>> start EXTRACT PROVIDED
Poverty  --  When your fiddlestick hits both sides of the room  --  rdg

I also found that the best high notes could be obtained by a bare fiddlestick!  I used a rosined pipe.  Various sticks were also conducive to various types of skipping, which sound great.  Later, I was to harden up and go small, but in the early stages of my experiments the banquet table fiddle served me admirably.  I left it up at night and barely had room to sleep beside it.

THE FROTTAGE FIDDLE

 

What fun I had with this bow made for playing against things! One cannot help but walk around playing against anything, telephone poles, trees, lamp posts . . . The only problem was that the rails pictured here were painted so that they squeaked a bit on the string/wire.  The sound box is a PET bottle.   If it were attached to a piece of heavy metal or would the vibration would leak less and the noise grow proportionately.  A stiffer and straighter bow would be more controllable, but I could only use what I had on hand, i.e., a skinny bamboo-like cane found in the woods nearby. 

 

 

 

At this time, I began to  imagine a number of people playing together.  A jam session of one strings.  Multi-person chords. Choreographed in festivals, perhaps on a stage, though you couldn't drag me to a theater.
>> end EXTRACT PROVIDED
>> start MATERIAL PROVIDED
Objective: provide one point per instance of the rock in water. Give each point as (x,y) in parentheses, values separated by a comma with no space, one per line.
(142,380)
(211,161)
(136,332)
>> end MATERIAL PROVIDED
• _TASK DETAILS_:
Transcribe the part of the fiddle experiments passage between "Poverty  --  When" and "sleep beside it.", inclusive.

• _RIGHT ANSWER_:
Poverty  --  When your fiddlestick hits both sides of the room  --  rdg

I also found that the best high notes could be obtained by a bare fiddlestick!  I used a rosined pipe.  Various sticks were also conducive to various types of skipping, which sound great.  Later, I was to harden up and go small, but in the early stages of my experiments the banquet table fiddle served me admirably.  I left it up at night and barely had room to sleep beside it.